### [PROBLEM TO SOLVE]
Without the pictures, write out all the lines below exactly as they appear.

Source data
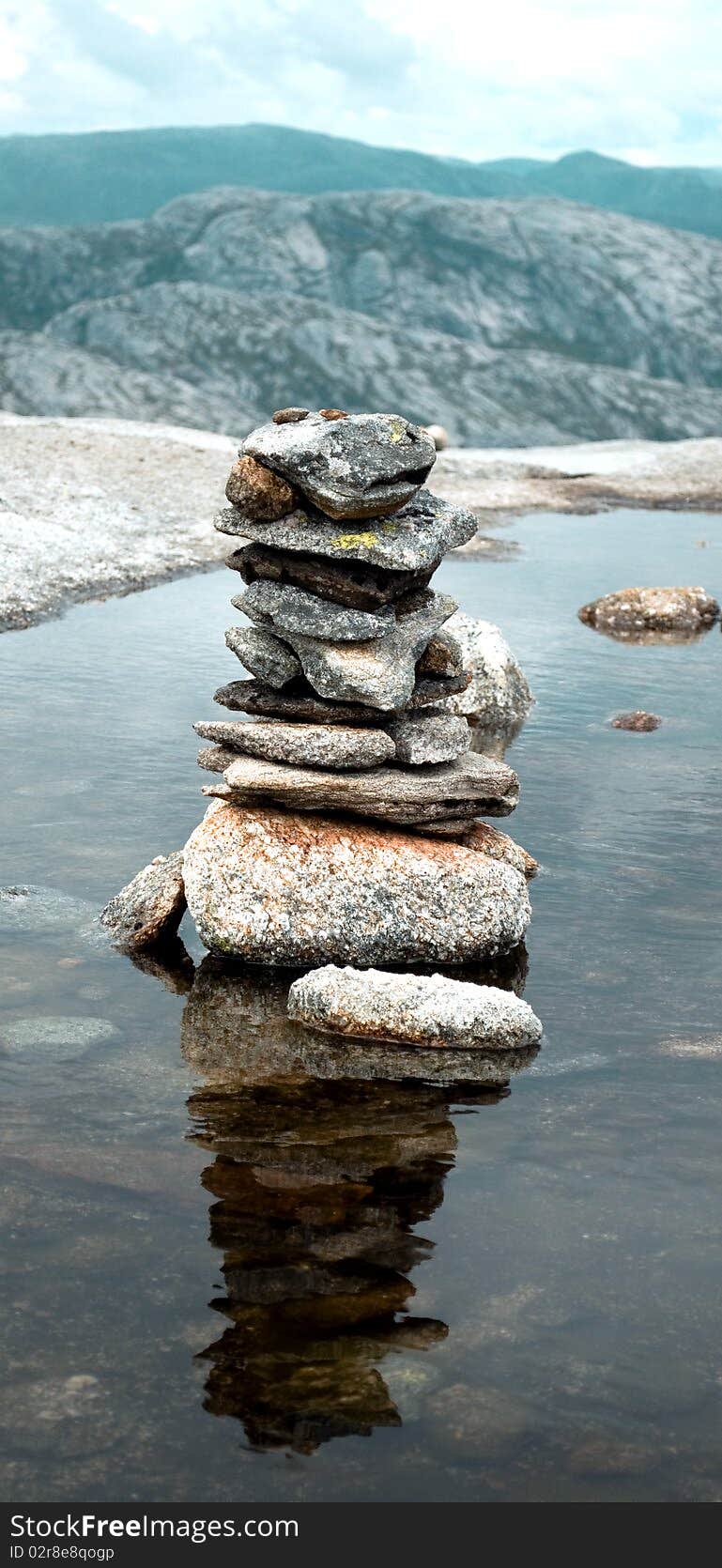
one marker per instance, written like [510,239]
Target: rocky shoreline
[91,508]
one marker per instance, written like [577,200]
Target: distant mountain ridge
[511,322]
[110,176]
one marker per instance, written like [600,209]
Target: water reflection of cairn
[319,1179]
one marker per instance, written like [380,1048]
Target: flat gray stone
[151,907]
[264,654]
[283,888]
[378,673]
[296,610]
[469,786]
[425,1010]
[498,692]
[360,466]
[343,582]
[416,538]
[427,737]
[303,746]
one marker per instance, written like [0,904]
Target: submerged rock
[633,610]
[427,1010]
[348,466]
[413,540]
[284,888]
[498,695]
[151,907]
[639,723]
[303,746]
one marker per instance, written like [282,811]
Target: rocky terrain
[511,322]
[98,507]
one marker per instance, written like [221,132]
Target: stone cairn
[346,816]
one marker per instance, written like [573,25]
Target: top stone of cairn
[348,466]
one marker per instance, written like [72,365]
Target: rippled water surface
[368,1289]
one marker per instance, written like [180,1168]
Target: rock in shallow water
[283,888]
[413,540]
[303,746]
[350,466]
[633,610]
[429,1010]
[151,907]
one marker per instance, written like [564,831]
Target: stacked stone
[347,653]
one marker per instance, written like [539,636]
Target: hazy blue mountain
[511,322]
[105,176]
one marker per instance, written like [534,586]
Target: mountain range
[114,175]
[512,322]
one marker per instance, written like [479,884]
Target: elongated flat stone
[380,673]
[296,610]
[416,1010]
[303,746]
[357,466]
[278,888]
[264,654]
[427,737]
[343,582]
[416,538]
[443,791]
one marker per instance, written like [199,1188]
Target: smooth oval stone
[353,466]
[292,888]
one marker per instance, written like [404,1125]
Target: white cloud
[639,79]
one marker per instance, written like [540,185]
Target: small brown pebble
[639,722]
[289,416]
[258,493]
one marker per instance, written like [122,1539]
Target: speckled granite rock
[343,582]
[498,692]
[151,907]
[280,888]
[303,746]
[650,610]
[469,786]
[258,491]
[427,737]
[427,1010]
[380,673]
[355,466]
[296,610]
[264,654]
[413,540]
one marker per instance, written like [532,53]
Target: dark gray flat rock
[355,466]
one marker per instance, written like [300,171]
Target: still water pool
[369,1291]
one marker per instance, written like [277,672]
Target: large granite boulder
[348,466]
[283,888]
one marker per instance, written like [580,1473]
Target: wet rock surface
[282,888]
[429,1010]
[635,610]
[348,466]
[151,907]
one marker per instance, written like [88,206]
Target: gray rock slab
[296,610]
[469,784]
[498,692]
[151,907]
[360,466]
[413,540]
[427,737]
[633,610]
[378,673]
[303,746]
[283,888]
[264,654]
[430,1010]
[343,582]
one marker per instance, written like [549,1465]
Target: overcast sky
[497,77]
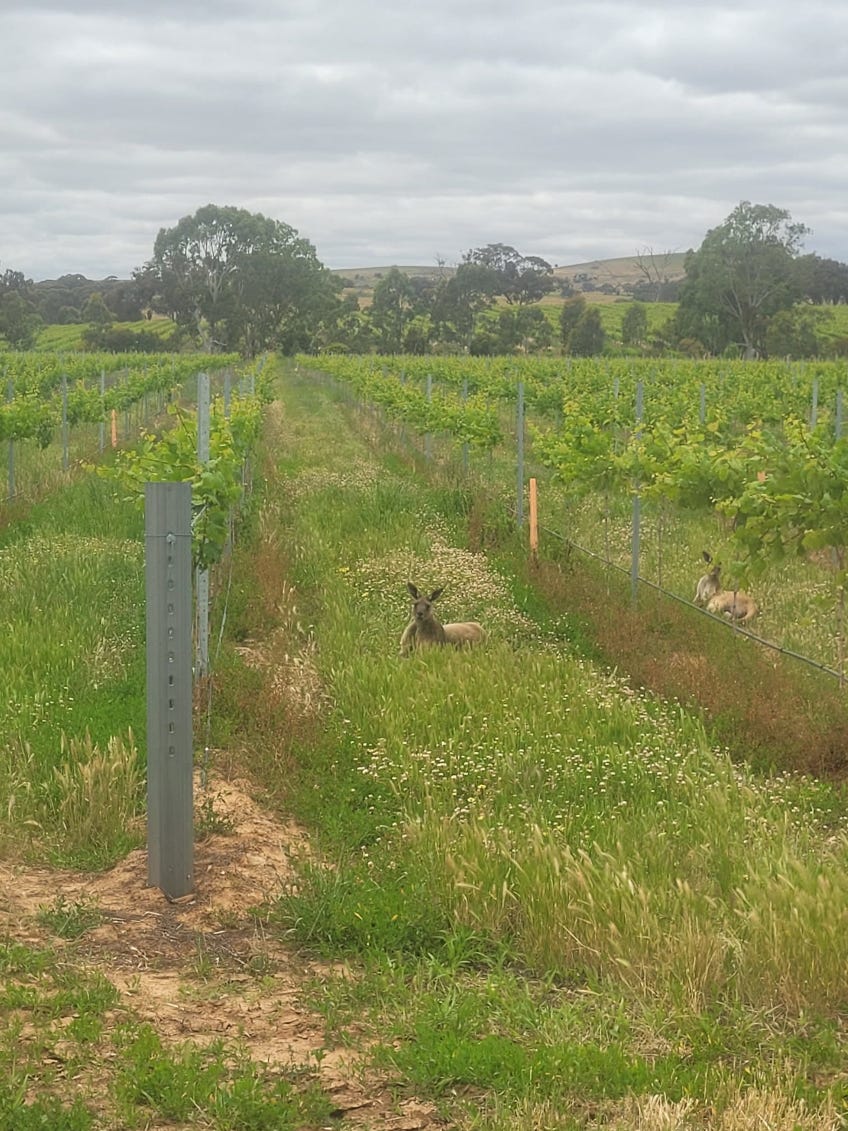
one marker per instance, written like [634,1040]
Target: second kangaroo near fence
[425,630]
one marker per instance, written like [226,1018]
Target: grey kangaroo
[425,630]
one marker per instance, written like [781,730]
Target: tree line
[238,281]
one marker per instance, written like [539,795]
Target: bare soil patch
[205,968]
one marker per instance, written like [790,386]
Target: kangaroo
[710,584]
[732,603]
[425,630]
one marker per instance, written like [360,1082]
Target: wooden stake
[534,520]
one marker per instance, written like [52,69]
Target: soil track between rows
[206,968]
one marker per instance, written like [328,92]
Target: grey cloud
[399,132]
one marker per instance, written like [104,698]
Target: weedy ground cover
[72,666]
[560,895]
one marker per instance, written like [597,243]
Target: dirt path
[206,969]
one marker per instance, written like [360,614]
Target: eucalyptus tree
[239,279]
[743,274]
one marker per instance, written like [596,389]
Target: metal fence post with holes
[201,580]
[170,751]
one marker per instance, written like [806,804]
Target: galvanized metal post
[170,754]
[429,436]
[9,397]
[102,443]
[520,459]
[637,508]
[465,446]
[65,422]
[202,575]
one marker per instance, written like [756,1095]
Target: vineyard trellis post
[520,460]
[10,397]
[202,575]
[637,507]
[429,436]
[102,430]
[66,428]
[465,445]
[170,753]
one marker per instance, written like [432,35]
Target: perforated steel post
[170,751]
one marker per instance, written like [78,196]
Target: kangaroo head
[422,605]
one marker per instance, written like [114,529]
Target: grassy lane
[563,907]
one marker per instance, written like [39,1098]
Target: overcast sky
[410,131]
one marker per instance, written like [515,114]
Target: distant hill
[602,276]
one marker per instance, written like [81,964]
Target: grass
[70,336]
[72,665]
[550,897]
[559,892]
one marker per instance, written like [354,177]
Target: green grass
[72,666]
[550,897]
[557,892]
[69,337]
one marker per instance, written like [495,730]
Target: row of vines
[753,449]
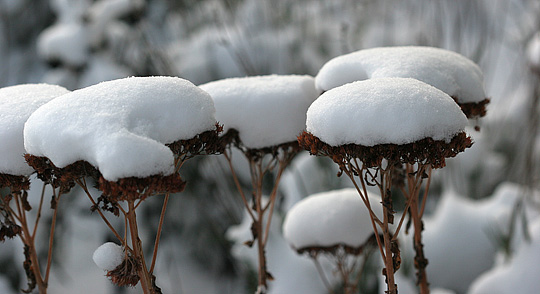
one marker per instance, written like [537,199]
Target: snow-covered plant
[130,136]
[446,70]
[262,116]
[17,103]
[371,129]
[335,225]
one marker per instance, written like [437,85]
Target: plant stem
[420,262]
[158,235]
[144,275]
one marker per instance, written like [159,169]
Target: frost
[265,110]
[533,51]
[448,71]
[120,126]
[65,43]
[330,218]
[17,103]
[108,256]
[520,275]
[384,111]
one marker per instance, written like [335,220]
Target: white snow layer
[64,42]
[108,256]
[120,126]
[448,71]
[265,110]
[330,218]
[533,51]
[17,103]
[519,275]
[384,111]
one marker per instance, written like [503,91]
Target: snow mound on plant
[265,110]
[533,51]
[519,275]
[461,230]
[108,256]
[384,111]
[448,71]
[64,42]
[17,103]
[330,218]
[120,126]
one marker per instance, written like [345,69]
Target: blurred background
[77,43]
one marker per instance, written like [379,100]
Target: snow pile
[265,110]
[462,230]
[533,51]
[109,256]
[64,42]
[519,275]
[120,126]
[448,71]
[17,103]
[384,111]
[330,218]
[292,273]
[103,13]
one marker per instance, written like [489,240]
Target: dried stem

### [TASK OUTPUT]
one marker per instance, written like [510,239]
Target: rocky shoreline
[91,508]
one marker per instance, written like [577,200]
Target: distant mountain ridge
[511,322]
[110,176]
one marker per instance, written like [600,209]
Target: water reflection of cairn
[319,1179]
one marker per instance, written like [380,1048]
Target: flat gray stone
[151,907]
[264,654]
[283,888]
[378,673]
[296,610]
[469,786]
[425,1010]
[498,692]
[360,466]
[343,582]
[416,538]
[427,737]
[303,746]
one marker per instance, written like [0,904]
Target: submerged rock
[633,610]
[427,1010]
[348,466]
[413,540]
[284,888]
[498,695]
[151,907]
[639,723]
[303,746]
one marker per instance, written like [282,811]
Target: rocky terrain
[511,322]
[98,507]
one marker per instance, written like [221,132]
Target: stone cairn
[346,816]
one marker per instance, written like [573,25]
Target: top stone of cairn
[348,466]
one marker per instance, written like [72,365]
Target: rippled water surface
[368,1289]
one marker per instance, written like [180,1168]
Target: rock in shallow water
[283,888]
[413,540]
[303,746]
[350,466]
[633,610]
[429,1010]
[151,907]
one marker per instance, written like [564,831]
Target: stacked stone
[347,653]
one marker per instance, written like [539,636]
Target: hazy blue mountain
[511,322]
[105,176]
one marker per instance, written like [534,586]
Target: mountain range
[114,175]
[512,322]
one marker per instance, written like [479,884]
Target: elongated flat stone
[380,673]
[296,610]
[416,1010]
[303,746]
[357,466]
[278,888]
[264,654]
[427,737]
[343,582]
[416,538]
[443,791]
one marker per instance, written like [199,1188]
Target: smooth oval stone
[353,466]
[292,888]
one marker per instance, written like [404,1125]
Target: white cloud
[639,79]
one marker per instance, written like [540,185]
Target: small brown pebble
[639,722]
[289,416]
[258,493]
one marker per instance, written like [122,1539]
Target: speckled granite rock
[343,582]
[498,692]
[151,907]
[280,888]
[303,746]
[650,610]
[469,786]
[258,491]
[427,737]
[427,1010]
[380,673]
[355,466]
[296,610]
[264,654]
[413,540]
one marker per instance, written like [532,53]
Target: dark gray flat rock
[355,466]
one marker per instance, written like [300,171]
Target: still water pool
[369,1291]
one marker per instance, written like [277,672]
Target: large granite boulder
[348,466]
[283,888]
one marker per instance, written like [580,1473]
Target: wet rock surface
[282,888]
[429,1010]
[635,610]
[348,466]
[151,907]
one marker per instance, written like [88,206]
Target: gray rock slab
[296,610]
[469,784]
[498,692]
[151,907]
[360,466]
[413,540]
[427,737]
[633,610]
[378,673]
[303,746]
[283,888]
[264,654]
[430,1010]
[343,582]
one marker per instance, written like [549,1465]
Target: overcast sky
[497,77]
one marker per instance, written like [634,1040]
Target: second kangaroo near fence
[425,630]
one marker per instance, written like [226,1018]
Target: grey kangaroo
[425,630]
one marker per instance, written like [781,730]
Target: tree line
[238,281]
one marker per instance, written like [539,795]
Target: bare soil patch
[205,968]
one marker per instance, written like [790,386]
Target: kangaroo
[710,584]
[732,603]
[425,630]
one marker per instance, written like [360,1082]
Target: wooden stake
[534,520]
one marker per instance, written like [52,69]
Target: soil track between rows
[206,968]
one marker per instance, written like [328,92]
Target: grey cloud
[399,132]
one marker per instance, written like [104,698]
Target: weedy ground cover
[72,666]
[560,895]
one marker per instance, written like [597,243]
Target: dirt path
[206,969]
one marker per instance, written like [360,614]
Target: eucalyptus tree
[239,279]
[743,274]
one marker per instance, written like [596,389]
Target: metal fence post with holes
[201,580]
[170,751]
one marker per instance, written like [806,804]
Target: galvanized metal post
[170,754]
[429,436]
[9,397]
[102,443]
[520,459]
[637,508]
[465,446]
[65,422]
[202,575]
one marker per instance, written like [756,1095]
Target: vineyard trellis post
[520,460]
[10,397]
[202,575]
[637,507]
[429,436]
[102,430]
[66,428]
[465,445]
[170,753]
one marker per instance, written like [432,35]
Target: perforated steel post
[170,751]
one marker per instance, written like [78,196]
Target: kangaroo head
[422,605]
one marker per instance, written like [114,529]
Target: grassy lane
[563,907]
one marker per instance, written like [39,1098]
Target: overcast sky
[410,131]
one marker per instance, written like [515,114]
Target: distant hill
[602,276]
one marker per instance, written like [81,964]
Target: grass
[70,336]
[72,665]
[550,897]
[559,892]
one marker per instance, written like [354,177]
Target: green grass
[72,666]
[550,897]
[557,892]
[69,337]
one marker per instance, written like [495,730]
Target: row of vines
[753,449]
one marker per instance, written like [537,199]
Target: snow-covered plant
[130,136]
[446,70]
[262,116]
[17,103]
[371,129]
[335,225]
one marker per instance, written like [437,85]
Target: plant stem
[420,262]
[158,235]
[144,275]
one marker per instance, written like [159,169]
Target: frost
[265,110]
[533,51]
[448,71]
[120,126]
[65,43]
[330,218]
[17,103]
[108,256]
[520,275]
[384,111]
one marker per instance, written like [335,220]
Target: white snow layer
[64,42]
[108,256]
[120,126]
[448,71]
[265,110]
[330,218]
[533,51]
[17,103]
[519,275]
[384,111]
one marker per instance, written like [503,91]
Target: snow mound on plant
[265,110]
[533,51]
[519,275]
[461,230]
[108,256]
[384,111]
[448,71]
[64,42]
[17,103]
[330,218]
[120,126]
one marker per instance, written like [345,69]
Target: blurred background
[77,43]
one marker per instance, written like [379,100]
Target: snow pile
[265,110]
[462,230]
[533,51]
[109,256]
[64,42]
[519,275]
[120,126]
[448,71]
[17,103]
[384,111]
[330,218]
[292,273]
[103,13]
one marker per instance, written like [489,240]
Target: dried stem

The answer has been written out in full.